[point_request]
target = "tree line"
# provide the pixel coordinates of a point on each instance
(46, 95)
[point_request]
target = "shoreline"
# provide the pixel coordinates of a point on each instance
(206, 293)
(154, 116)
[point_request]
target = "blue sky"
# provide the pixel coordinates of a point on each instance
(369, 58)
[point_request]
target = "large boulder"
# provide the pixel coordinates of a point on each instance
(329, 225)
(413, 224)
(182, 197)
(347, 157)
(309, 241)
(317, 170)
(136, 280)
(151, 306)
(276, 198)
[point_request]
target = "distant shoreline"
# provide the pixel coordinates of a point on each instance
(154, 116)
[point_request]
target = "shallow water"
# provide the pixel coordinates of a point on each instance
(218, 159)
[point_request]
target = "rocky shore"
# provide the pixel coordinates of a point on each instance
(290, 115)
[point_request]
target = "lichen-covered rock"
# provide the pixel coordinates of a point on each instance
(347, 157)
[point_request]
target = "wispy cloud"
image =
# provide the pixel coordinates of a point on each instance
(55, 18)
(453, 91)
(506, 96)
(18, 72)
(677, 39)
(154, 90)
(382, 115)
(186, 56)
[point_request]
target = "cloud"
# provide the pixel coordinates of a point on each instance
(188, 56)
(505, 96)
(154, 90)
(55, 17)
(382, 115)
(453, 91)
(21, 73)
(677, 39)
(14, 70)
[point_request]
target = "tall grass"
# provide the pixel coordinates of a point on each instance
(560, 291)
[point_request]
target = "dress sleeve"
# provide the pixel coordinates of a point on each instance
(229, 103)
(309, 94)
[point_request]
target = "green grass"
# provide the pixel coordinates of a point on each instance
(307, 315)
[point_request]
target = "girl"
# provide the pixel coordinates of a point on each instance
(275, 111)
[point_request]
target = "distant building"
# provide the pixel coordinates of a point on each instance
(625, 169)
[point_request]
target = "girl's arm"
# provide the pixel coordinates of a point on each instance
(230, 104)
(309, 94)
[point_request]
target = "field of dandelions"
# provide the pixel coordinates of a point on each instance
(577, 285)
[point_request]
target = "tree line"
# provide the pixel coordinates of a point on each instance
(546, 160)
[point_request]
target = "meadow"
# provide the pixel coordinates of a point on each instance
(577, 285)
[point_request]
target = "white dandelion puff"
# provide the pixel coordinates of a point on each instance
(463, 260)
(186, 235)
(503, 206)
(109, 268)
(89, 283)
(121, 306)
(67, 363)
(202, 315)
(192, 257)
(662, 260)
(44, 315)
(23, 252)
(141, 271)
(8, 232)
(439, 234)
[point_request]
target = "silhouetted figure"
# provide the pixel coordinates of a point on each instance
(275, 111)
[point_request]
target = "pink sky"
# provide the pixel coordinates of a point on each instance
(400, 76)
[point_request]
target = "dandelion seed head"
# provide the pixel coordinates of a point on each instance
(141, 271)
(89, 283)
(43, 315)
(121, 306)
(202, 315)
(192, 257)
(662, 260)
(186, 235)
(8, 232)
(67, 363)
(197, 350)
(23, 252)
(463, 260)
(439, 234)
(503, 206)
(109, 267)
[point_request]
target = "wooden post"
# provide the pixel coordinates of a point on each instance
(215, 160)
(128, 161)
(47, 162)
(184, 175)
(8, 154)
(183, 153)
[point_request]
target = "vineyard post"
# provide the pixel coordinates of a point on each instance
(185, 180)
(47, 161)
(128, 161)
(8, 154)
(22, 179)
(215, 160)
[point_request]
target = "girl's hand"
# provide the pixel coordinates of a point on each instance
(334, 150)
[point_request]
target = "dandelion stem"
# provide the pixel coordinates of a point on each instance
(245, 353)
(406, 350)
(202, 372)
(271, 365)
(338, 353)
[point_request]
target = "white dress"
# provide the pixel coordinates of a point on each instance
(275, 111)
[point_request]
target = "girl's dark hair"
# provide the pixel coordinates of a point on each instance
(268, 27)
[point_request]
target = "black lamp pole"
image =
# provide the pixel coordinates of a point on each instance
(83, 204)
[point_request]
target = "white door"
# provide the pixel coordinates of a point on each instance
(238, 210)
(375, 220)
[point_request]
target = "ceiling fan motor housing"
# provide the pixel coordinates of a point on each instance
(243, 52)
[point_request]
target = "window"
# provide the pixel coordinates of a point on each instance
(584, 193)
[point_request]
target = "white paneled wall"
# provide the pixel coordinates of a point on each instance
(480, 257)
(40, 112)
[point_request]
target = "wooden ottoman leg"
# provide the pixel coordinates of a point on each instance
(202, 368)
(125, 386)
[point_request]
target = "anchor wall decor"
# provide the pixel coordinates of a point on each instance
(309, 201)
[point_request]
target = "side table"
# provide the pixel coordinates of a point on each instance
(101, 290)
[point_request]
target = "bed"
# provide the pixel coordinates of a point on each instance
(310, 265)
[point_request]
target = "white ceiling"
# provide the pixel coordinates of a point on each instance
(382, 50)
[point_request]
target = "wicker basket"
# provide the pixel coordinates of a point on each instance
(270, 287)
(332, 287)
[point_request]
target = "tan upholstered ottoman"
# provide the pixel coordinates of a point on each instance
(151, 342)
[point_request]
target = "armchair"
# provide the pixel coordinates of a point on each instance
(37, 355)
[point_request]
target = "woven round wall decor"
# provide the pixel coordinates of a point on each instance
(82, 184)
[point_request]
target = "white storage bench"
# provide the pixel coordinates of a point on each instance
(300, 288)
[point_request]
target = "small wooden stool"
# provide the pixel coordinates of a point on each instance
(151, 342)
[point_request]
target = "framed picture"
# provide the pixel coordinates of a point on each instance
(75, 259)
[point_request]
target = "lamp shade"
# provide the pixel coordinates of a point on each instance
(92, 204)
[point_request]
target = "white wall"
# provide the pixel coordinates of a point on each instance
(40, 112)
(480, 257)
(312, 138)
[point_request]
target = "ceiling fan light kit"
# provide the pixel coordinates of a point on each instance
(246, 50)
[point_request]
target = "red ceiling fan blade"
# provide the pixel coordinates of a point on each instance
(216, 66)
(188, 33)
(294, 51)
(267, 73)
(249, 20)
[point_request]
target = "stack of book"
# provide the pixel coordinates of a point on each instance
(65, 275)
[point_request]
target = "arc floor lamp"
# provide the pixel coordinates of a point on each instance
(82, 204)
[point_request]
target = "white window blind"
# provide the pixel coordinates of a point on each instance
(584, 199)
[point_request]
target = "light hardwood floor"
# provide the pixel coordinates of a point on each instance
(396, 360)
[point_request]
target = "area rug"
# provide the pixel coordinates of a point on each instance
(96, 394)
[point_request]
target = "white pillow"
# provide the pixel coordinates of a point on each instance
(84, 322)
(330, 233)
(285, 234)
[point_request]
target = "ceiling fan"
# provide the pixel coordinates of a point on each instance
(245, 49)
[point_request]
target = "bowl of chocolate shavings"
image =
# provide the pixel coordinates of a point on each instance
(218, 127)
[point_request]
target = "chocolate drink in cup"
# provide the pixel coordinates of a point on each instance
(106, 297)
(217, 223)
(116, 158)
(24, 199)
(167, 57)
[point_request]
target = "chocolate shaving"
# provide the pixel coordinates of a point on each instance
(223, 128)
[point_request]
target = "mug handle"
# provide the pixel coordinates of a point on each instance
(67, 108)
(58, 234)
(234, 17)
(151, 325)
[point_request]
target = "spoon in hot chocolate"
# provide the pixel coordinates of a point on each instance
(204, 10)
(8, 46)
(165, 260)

→ What the task asks
Return the entries above exactly, each one complete.

→ The result
[point_request]
target = "tree line"
# provide the pixel coordinates of a point on each instance
(46, 95)
[point_request]
target = "shoreline"
# provide the pixel coordinates of a point on each instance
(206, 293)
(154, 116)
[point_request]
target = "blue sky"
# provide the pixel coordinates of a point on each instance
(369, 58)
[point_request]
target = "large boulder"
# provide the pixel coordinates of a point on each instance
(329, 225)
(413, 224)
(182, 197)
(347, 157)
(309, 241)
(317, 170)
(136, 280)
(151, 306)
(276, 198)
[point_request]
target = "distant shoreline"
# provide the pixel coordinates of a point on each instance
(154, 116)
[point_request]
target = "shallow water"
# provide the pixel coordinates of a point on each instance
(218, 159)
[point_request]
target = "rocky shore"
# provide the pixel coordinates of a point on each instance
(290, 115)
[point_request]
target = "lichen-covered rock"
# provide the pixel coordinates of a point on each instance
(347, 157)
[point_request]
target = "wispy cloud"
image =
# provide the pixel coordinates of a point on each instance
(55, 18)
(453, 91)
(506, 96)
(18, 72)
(677, 39)
(154, 90)
(382, 115)
(186, 56)
[point_request]
target = "cloud"
# provide the pixel coordinates of a point on each instance
(188, 56)
(505, 96)
(154, 90)
(55, 17)
(382, 115)
(453, 91)
(21, 73)
(677, 39)
(14, 70)
[point_request]
target = "tall grass"
# provide the pixel coordinates of a point on each instance
(560, 291)
[point_request]
target = "dress sleeve"
# provide the pixel coordinates of a point on each instance
(229, 103)
(309, 94)
[point_request]
target = "green grass"
# provide the pixel coordinates of a point on each instance
(307, 315)
[point_request]
target = "girl"
# provide the pixel coordinates of a point on each instance
(275, 111)
[point_request]
target = "distant building"
# provide the pixel coordinates of a point on each instance
(625, 169)
[point_request]
target = "girl's arm"
# provide the pixel coordinates of a point on each instance
(230, 104)
(309, 94)
[point_request]
target = "field of dandelions"
# provide the pixel coordinates of a point on each instance
(577, 285)
[point_request]
target = "tree line"
# provide the pixel coordinates of a point on each instance
(546, 160)
[point_request]
target = "meadow"
# provide the pixel coordinates of a point on each instance
(577, 285)
[point_request]
target = "white dandelion puff"
# provide the pixel coordinates of a point on each instance
(463, 260)
(186, 235)
(503, 206)
(109, 268)
(89, 283)
(121, 306)
(67, 363)
(202, 315)
(192, 257)
(662, 260)
(44, 315)
(23, 252)
(141, 271)
(8, 232)
(439, 234)
[point_request]
target = "silhouetted figure"
# provide the pixel coordinates of a point on each instance
(275, 111)
[point_request]
target = "pink sky"
# provide the pixel coordinates of a point on each instance
(400, 76)
[point_request]
target = "dandelion seed head"
# provide the pixel coordinates of a point on each instance
(141, 271)
(89, 283)
(43, 315)
(121, 306)
(202, 315)
(192, 257)
(662, 260)
(186, 235)
(8, 232)
(67, 363)
(197, 350)
(23, 252)
(463, 260)
(439, 234)
(503, 206)
(109, 267)
[point_request]
target = "wooden post"
# provide the pixel coordinates of a point on each instance
(215, 160)
(128, 161)
(47, 162)
(184, 175)
(8, 154)
(183, 153)
[point_request]
target = "vineyard post"
# provide the pixel coordinates of a point on each instance
(185, 180)
(47, 161)
(128, 161)
(8, 154)
(22, 179)
(215, 160)
[point_request]
target = "girl's hand"
# provide the pixel coordinates of a point on each instance
(334, 150)
[point_request]
target = "dandelion stem"
# provide the pixel coordinates of a point on each instance
(245, 353)
(406, 350)
(202, 372)
(271, 365)
(338, 353)
[point_request]
target = "white dress"
# provide the pixel coordinates of a point on each instance
(275, 111)
[point_request]
target = "girl's dark hair"
# provide the pixel coordinates of a point on each instance
(268, 27)
[point_request]
target = "black lamp pole"
image =
# provide the pixel coordinates of a point on each instance
(83, 204)
[point_request]
target = "white door"
# provide the pixel coordinates of a point on each instance
(238, 210)
(375, 220)
[point_request]
target = "ceiling fan motor housing"
# provide the pixel coordinates of a point on each instance
(243, 52)
[point_request]
target = "window"
# provide the pixel coordinates of a point on each instance
(584, 193)
[point_request]
target = "white paneled wall"
# provide the pixel coordinates of a point on each instance
(480, 257)
(40, 112)
[point_request]
target = "wooden ottoman leg"
# provide the pixel coordinates of a point on each instance
(202, 368)
(125, 386)
[point_request]
target = "anchor wall decor"
# provide the pixel coordinates of a point on each instance
(309, 201)
[point_request]
target = "side table"
# provide the pixel coordinates of a point on each instance
(101, 290)
[point_request]
target = "bed"
# provide the pixel coordinates of a point on each instance
(310, 265)
[point_request]
target = "white ceiling"
# provide the pixel coordinates of a point on each instance
(382, 50)
[point_request]
target = "wicker basket"
# provide the pixel coordinates of a point on each instance
(270, 287)
(332, 287)
[point_request]
target = "tan upholstered ottoman"
# provide the pixel coordinates of a point on each instance
(151, 342)
[point_request]
target = "armchair"
# provide the pixel coordinates of a point on each instance
(37, 355)
[point_request]
target = "woven round wall decor"
# provide the pixel coordinates of a point on each instance
(82, 184)
[point_request]
target = "white storage bench"
# provide the pixel coordinates of a point on each instance
(300, 288)
[point_request]
target = "small wooden stool"
# provide the pixel coordinates of a point on each instance
(151, 342)
[point_request]
target = "framed picture"
# provide the pixel coordinates of a point on each instance
(75, 259)
[point_request]
target = "lamp shade"
# provide the pixel coordinates of a point on each instance
(92, 204)
[point_request]
target = "white wall"
# provide the pixel coordinates of a point on each instance
(40, 112)
(480, 257)
(312, 138)
[point_request]
target = "ceiling fan light kit"
# provide the pixel coordinates of a point on each instance
(246, 50)
[point_request]
target = "red ceiling fan blade"
# provide the pixel coordinates of a point on each instance
(216, 66)
(188, 33)
(294, 51)
(267, 73)
(249, 20)
[point_request]
target = "stack of book"
# provide the pixel coordinates of a point on each instance
(65, 275)
[point_request]
target = "arc floor lamp"
# provide the pixel coordinates of a point on each instance
(82, 204)
[point_request]
target = "white window blind"
# provide the pixel coordinates of a point on each instance
(584, 199)
[point_request]
target = "light hardwood floor"
# provide the pixel coordinates of a point on each instance
(396, 360)
[point_request]
target = "area rug"
# provide the pixel coordinates of a point on each instance
(96, 394)
[point_request]
target = "white pillow"
# provide the pixel coordinates of a point on each instance
(84, 322)
(330, 233)
(285, 234)
[point_request]
target = "ceiling fan"
# provide the pixel coordinates of a point on each instance
(245, 49)
[point_request]
target = "bowl of chocolate shavings"
image =
# provide the pixel coordinates of a point on each instance
(218, 127)
[point_request]
target = "chocolate drink in cup"
# provide the pixel coordinates of a point on each instance
(106, 297)
(217, 223)
(116, 158)
(24, 199)
(167, 57)
[point_request]
target = "chocolate shaving"
# provide the pixel coordinates of a point on each instance
(223, 128)
[point_request]
target = "mug handle"
# provide the pixel coordinates of a point on each instance
(67, 108)
(58, 234)
(234, 17)
(151, 325)
[point_request]
target = "spoon in hot chocolate"
# provide the pixel coordinates of a point on each instance
(204, 10)
(8, 46)
(165, 260)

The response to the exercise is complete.